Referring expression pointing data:
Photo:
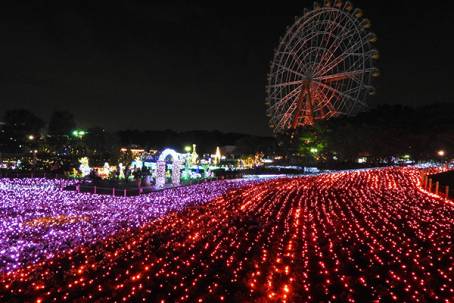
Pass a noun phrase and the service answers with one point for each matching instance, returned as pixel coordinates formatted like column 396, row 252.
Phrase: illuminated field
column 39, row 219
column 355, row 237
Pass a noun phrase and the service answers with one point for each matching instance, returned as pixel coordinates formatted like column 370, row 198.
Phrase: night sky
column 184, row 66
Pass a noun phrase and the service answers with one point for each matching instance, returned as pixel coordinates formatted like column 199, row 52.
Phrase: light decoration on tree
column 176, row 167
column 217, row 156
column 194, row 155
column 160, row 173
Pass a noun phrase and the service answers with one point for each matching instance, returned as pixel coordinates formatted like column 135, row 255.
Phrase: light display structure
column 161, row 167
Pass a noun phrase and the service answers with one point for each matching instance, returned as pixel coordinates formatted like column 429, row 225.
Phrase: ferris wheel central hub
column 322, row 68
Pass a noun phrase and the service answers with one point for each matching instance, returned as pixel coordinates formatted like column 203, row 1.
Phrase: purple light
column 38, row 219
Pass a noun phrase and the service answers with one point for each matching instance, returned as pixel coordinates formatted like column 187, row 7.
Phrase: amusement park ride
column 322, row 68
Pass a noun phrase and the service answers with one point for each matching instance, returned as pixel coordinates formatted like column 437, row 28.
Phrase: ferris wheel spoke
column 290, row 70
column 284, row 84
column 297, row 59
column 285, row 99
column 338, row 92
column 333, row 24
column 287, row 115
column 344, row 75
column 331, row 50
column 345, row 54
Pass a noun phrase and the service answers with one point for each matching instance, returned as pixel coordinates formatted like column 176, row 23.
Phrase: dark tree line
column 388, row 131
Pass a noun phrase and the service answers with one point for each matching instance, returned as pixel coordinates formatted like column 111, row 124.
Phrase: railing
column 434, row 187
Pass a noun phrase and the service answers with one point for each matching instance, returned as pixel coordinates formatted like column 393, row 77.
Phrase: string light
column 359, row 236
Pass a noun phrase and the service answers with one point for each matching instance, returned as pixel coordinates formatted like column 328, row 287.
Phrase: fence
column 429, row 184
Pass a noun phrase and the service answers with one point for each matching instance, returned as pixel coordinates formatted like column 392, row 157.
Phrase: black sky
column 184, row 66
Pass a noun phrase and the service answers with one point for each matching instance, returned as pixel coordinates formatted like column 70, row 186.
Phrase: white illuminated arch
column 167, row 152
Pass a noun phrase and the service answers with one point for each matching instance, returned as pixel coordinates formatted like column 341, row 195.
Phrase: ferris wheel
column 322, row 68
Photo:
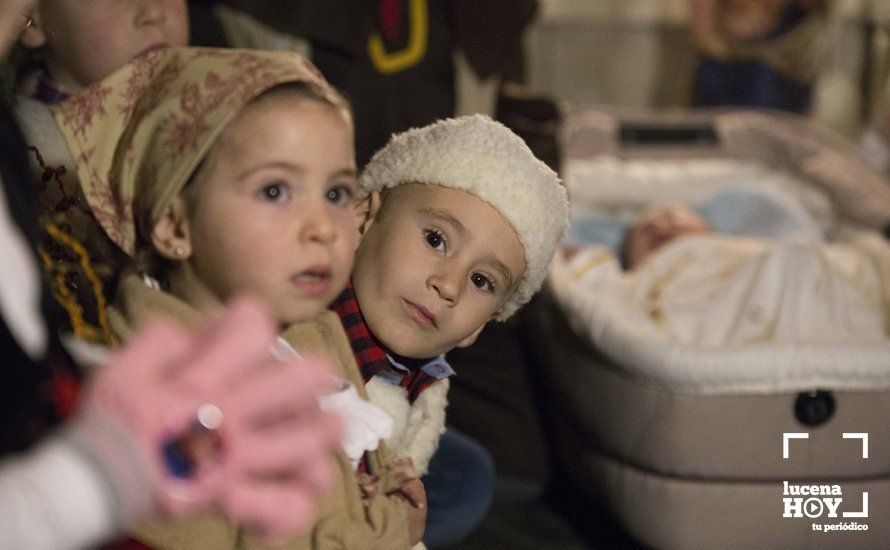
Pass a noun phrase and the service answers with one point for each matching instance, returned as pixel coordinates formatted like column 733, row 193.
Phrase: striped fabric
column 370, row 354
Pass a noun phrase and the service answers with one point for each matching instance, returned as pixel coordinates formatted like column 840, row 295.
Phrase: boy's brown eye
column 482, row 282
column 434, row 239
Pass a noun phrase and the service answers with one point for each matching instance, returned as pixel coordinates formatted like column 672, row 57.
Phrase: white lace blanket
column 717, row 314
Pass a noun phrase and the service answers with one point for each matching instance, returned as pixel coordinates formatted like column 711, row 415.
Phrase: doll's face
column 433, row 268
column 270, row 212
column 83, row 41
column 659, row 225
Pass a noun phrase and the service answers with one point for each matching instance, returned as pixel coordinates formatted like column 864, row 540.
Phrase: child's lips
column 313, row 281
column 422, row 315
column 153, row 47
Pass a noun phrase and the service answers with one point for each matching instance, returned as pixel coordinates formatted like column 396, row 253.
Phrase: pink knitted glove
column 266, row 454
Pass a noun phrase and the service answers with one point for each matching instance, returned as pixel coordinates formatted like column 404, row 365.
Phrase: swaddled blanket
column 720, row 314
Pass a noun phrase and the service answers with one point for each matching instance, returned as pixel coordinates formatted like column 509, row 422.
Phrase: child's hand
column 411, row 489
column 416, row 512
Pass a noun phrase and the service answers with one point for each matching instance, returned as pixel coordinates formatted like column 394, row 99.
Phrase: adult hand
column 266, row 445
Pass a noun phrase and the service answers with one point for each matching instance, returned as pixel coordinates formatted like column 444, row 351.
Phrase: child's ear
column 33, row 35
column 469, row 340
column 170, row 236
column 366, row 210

--

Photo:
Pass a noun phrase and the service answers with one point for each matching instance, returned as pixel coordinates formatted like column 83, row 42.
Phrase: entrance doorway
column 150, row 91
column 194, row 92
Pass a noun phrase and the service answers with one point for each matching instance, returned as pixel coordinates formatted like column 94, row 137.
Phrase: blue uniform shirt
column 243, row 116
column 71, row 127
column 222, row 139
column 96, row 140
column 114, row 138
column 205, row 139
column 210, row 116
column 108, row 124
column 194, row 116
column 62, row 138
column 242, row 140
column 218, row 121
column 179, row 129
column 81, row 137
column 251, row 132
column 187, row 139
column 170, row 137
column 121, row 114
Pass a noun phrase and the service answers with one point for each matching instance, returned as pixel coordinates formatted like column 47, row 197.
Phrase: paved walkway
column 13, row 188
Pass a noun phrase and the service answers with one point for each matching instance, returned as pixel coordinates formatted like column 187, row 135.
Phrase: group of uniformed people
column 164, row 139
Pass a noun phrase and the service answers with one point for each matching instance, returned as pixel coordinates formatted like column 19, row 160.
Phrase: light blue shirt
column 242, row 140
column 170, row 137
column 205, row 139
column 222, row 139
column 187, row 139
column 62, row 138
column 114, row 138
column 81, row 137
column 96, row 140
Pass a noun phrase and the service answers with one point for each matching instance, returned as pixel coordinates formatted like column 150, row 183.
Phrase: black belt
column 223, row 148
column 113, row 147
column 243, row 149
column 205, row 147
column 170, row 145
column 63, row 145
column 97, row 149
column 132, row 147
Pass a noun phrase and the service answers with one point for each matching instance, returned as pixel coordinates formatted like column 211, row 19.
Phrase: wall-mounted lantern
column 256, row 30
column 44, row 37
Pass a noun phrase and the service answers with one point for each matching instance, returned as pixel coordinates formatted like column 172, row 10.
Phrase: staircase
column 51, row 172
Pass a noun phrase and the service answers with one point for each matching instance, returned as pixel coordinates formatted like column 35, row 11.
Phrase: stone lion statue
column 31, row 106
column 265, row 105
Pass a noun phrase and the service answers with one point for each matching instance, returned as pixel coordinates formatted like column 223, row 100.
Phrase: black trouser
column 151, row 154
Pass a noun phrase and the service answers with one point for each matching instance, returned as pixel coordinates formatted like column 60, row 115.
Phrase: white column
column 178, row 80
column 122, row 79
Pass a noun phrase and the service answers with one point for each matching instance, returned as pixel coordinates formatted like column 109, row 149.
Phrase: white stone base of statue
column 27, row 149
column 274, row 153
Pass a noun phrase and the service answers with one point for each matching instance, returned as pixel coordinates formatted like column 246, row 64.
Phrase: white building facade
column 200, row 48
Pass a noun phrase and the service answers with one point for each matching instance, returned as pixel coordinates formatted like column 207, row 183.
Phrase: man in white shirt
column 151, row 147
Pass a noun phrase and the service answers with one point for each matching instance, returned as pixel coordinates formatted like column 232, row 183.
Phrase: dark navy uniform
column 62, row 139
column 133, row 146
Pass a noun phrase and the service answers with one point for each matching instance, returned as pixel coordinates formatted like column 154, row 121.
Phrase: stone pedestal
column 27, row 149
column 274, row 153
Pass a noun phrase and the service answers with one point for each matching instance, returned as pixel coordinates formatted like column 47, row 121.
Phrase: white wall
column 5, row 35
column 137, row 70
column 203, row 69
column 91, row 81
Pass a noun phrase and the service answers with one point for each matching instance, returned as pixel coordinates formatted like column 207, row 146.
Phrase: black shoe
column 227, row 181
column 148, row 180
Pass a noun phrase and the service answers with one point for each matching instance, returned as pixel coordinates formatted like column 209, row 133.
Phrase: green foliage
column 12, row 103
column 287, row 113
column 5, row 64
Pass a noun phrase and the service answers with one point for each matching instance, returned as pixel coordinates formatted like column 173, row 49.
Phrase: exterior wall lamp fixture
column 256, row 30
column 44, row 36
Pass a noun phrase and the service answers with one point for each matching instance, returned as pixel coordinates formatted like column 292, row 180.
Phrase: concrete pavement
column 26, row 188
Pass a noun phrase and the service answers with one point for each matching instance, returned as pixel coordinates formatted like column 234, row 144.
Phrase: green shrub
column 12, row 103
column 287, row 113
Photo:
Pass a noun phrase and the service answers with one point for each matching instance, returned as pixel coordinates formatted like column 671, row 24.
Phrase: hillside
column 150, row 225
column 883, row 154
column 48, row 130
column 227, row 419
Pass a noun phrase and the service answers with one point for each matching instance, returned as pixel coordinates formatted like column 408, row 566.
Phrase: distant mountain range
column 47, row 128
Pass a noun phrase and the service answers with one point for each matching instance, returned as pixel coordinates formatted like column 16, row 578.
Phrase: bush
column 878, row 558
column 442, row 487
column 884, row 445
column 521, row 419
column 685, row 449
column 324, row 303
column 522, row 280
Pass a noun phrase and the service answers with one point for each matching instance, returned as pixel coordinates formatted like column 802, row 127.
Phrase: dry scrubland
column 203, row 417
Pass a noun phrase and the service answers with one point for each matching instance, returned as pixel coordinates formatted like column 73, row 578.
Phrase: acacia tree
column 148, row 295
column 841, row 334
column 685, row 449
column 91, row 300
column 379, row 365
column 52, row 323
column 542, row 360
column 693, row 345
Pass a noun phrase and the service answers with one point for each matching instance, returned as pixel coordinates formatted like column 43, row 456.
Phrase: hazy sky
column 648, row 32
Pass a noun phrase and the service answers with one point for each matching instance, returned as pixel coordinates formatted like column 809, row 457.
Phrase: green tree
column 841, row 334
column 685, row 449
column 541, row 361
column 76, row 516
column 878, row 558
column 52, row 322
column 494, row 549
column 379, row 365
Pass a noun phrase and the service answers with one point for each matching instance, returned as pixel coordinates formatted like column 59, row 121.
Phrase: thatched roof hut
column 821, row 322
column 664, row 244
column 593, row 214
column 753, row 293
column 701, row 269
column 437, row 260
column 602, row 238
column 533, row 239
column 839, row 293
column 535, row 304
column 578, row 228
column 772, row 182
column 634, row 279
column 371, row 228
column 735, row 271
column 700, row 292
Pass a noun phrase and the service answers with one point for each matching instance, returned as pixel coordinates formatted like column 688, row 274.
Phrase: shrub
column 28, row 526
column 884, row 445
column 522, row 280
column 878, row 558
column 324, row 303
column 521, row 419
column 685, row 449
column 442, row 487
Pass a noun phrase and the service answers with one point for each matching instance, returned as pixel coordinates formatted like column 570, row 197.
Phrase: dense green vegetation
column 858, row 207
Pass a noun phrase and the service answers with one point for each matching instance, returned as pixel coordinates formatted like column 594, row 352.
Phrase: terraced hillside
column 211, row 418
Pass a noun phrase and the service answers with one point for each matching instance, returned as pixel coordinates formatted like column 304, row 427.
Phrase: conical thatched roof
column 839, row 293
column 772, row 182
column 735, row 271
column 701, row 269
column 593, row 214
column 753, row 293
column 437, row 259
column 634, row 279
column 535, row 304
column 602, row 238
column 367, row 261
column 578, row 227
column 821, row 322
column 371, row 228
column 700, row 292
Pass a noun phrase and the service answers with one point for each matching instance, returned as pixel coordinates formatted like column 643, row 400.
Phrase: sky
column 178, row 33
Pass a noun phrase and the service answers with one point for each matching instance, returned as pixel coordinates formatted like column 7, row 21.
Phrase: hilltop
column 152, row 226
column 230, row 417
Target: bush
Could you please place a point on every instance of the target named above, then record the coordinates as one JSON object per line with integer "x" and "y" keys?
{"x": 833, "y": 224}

* * *

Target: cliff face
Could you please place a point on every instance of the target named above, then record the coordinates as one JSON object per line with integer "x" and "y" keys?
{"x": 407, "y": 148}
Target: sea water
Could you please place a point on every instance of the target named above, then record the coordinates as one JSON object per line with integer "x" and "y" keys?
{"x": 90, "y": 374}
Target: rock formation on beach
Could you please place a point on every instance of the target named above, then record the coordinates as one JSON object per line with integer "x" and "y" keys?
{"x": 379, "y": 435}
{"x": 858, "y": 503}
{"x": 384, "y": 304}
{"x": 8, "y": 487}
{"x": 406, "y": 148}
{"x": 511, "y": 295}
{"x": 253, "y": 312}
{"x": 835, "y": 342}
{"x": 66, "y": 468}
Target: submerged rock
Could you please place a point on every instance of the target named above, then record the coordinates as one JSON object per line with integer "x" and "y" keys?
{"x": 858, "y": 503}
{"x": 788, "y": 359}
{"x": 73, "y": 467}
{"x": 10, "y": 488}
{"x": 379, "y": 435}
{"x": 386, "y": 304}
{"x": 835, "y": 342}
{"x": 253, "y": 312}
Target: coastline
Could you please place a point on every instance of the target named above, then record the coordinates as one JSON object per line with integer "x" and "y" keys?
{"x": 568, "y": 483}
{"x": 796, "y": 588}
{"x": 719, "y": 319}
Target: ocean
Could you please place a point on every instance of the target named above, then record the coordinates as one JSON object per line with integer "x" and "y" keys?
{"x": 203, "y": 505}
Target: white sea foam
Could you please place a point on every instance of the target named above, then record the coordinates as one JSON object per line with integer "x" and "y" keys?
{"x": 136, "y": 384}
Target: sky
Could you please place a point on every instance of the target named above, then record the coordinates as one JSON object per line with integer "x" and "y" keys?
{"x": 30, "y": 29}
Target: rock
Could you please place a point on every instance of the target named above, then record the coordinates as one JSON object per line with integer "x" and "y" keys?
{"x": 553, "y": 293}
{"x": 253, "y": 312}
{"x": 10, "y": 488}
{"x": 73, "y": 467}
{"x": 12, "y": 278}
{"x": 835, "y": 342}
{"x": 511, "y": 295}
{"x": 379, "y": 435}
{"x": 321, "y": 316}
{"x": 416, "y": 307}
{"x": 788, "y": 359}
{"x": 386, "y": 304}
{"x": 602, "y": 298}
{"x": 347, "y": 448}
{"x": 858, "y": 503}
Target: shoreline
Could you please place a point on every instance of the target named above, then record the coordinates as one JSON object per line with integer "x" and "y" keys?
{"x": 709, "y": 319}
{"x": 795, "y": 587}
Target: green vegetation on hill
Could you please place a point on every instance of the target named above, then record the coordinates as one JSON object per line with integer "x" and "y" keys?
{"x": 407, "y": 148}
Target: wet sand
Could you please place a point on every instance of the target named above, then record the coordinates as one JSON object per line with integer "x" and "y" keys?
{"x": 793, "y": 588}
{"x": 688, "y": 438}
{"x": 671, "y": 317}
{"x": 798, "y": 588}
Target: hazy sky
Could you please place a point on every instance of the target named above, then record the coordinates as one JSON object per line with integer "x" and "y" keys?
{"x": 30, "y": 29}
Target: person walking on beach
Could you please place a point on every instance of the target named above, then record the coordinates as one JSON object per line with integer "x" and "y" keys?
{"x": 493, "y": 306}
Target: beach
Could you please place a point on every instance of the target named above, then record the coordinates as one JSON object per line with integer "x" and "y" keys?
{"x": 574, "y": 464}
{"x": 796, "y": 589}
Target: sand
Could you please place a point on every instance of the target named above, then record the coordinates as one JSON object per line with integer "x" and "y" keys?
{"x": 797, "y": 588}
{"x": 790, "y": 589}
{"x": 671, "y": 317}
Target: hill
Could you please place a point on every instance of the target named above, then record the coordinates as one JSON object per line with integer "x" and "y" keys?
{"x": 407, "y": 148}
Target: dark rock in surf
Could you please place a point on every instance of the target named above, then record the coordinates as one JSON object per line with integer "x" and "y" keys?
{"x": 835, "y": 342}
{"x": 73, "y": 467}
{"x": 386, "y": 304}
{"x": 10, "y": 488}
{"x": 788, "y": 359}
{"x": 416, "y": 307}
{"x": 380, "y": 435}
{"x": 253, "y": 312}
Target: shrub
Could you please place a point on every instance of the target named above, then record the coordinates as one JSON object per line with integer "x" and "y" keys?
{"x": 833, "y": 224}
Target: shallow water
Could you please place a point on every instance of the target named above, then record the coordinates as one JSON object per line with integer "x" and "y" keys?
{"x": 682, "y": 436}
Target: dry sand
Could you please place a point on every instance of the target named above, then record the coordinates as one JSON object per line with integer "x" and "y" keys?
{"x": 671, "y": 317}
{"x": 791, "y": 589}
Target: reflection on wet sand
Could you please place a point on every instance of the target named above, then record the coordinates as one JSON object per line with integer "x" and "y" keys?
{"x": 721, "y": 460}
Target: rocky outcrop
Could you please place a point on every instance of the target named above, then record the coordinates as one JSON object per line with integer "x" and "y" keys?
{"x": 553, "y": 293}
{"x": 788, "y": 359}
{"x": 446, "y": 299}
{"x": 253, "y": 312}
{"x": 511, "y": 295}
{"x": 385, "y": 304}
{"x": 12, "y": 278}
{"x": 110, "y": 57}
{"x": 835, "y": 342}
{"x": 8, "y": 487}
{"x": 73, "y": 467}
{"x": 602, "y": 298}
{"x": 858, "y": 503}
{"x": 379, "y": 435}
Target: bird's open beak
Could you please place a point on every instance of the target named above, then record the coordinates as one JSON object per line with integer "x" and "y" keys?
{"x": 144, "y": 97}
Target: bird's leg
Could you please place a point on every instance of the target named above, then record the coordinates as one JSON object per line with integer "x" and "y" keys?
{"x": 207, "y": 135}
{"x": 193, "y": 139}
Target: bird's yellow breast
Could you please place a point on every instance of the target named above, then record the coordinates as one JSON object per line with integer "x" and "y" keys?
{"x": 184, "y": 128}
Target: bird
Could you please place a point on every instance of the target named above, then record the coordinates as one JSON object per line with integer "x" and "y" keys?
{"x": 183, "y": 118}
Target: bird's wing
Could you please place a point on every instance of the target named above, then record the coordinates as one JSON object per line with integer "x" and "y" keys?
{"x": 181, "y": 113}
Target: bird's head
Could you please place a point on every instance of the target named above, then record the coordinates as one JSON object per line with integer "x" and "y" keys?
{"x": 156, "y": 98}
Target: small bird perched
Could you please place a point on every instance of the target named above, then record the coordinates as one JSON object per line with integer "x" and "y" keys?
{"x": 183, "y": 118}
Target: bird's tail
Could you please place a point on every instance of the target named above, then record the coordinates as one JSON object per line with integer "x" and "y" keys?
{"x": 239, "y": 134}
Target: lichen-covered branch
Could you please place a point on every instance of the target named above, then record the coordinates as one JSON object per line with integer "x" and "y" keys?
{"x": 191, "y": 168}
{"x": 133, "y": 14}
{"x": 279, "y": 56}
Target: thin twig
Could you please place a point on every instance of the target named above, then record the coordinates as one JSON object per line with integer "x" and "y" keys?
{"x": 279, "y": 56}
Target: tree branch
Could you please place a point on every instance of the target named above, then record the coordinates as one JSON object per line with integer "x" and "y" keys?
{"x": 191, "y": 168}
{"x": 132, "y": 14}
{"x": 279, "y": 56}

**Task brief**
Using the entries above, output exactly the lines between the line holding "Phrase: man in white shirt" and the line holding "154, row 121.", end lines included, and nothing more.

**Exercise response**
Phrase: man in white shirt
column 151, row 147
Pass a noun phrase and the service answers with one point for each matching instance, returned as pixel coordinates formatted like column 232, row 183.
Phrase: dark navy uniform
column 62, row 139
column 133, row 146
Pass a noun phrase and the service answers with one point for each matching instance, returned as pixel coordinates formatted like column 154, row 121.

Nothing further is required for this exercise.